The task: Please explain, using the article on Operation Big Daddy, why the exact number of paedophiles in the country is impossible to ascertain.

Selected passage:
^^^^^^^^
A few months ago, the Kerala Police launched Operation Big Daddy, an online crackdown on paedophiles for allegedly posting hundreds of sexually suggestive comments in Malayalam, alongside pictures of children in the age group of three to four years, on a Facebook page called Kochu Sundarikal (Malayalam for little pretty girls).
Facebook page Kochu Sundarikal. |
The accused were arrested on a number of charges, including soliciting children for sex. The arrests led the Supreme Court to order a probe into online child sex rackets on social media. Last week, a section of women lawyers too filed a petition before the apex court, demanding castration as punishment for child sex abusers. Quoting the National Crime Records Bureau (NCRB) statistics for the last six years, they cited an alarming 151 per cent increase in "child rapes" in the country as reason for the extreme measure.
But how viable is the suggestion? The NCRB data does not have a separate category for registering crimes against prepubescent children, children below 11 years, the primary target of paedophiles, as the Indian law regards everyone below 18 years as a child or a minor. (It is another matter though that "naïve" minors above 16 years, now has the potential to transform into "adult" monsters, under the new juvenile law, if they commit heinous crimes.) So it is impossible to ascertain the exact number of paedophiles in the country.
^^^^^^^^
Data for review:

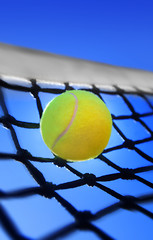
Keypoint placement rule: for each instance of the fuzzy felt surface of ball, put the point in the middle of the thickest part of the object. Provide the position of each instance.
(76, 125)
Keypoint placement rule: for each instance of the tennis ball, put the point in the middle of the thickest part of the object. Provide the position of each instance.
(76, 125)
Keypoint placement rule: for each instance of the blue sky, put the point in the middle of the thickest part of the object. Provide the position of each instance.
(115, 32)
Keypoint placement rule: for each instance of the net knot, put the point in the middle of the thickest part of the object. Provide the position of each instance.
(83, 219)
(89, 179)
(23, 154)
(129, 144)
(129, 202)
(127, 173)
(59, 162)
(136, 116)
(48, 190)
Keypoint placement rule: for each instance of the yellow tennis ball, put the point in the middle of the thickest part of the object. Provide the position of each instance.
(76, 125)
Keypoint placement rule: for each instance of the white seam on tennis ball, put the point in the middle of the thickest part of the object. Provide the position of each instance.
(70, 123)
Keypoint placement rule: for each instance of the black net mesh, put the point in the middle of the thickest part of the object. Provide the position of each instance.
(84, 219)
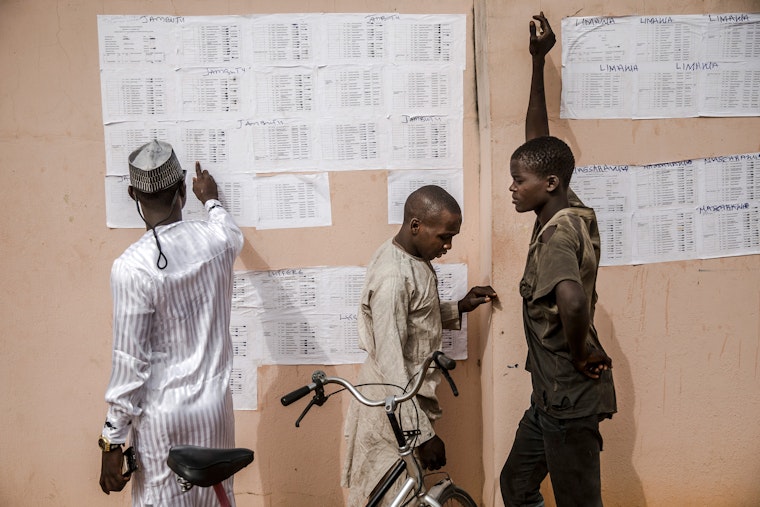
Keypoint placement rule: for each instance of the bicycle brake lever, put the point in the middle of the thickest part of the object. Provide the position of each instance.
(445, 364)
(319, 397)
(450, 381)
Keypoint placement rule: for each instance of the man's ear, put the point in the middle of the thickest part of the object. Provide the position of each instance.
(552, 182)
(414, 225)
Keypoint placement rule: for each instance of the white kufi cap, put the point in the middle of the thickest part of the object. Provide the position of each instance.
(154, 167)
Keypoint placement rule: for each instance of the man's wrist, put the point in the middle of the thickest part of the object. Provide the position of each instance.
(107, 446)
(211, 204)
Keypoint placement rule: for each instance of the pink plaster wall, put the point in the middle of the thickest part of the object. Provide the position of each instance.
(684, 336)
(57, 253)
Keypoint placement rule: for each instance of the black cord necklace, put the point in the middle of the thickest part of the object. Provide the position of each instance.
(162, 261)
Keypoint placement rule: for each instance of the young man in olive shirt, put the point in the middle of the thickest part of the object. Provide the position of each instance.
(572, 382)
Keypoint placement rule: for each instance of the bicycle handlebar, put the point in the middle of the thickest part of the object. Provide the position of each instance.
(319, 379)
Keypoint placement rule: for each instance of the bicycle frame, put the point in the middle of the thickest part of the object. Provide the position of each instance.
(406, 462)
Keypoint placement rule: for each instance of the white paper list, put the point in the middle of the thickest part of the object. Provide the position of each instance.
^^^^^^^^
Answer: The NCRB data has no separate category for crimes against prepubescent children below 11 years, who are the primary target of paedophiles. It lacks one because Indian law regards everyone below 18 years as a child or minor.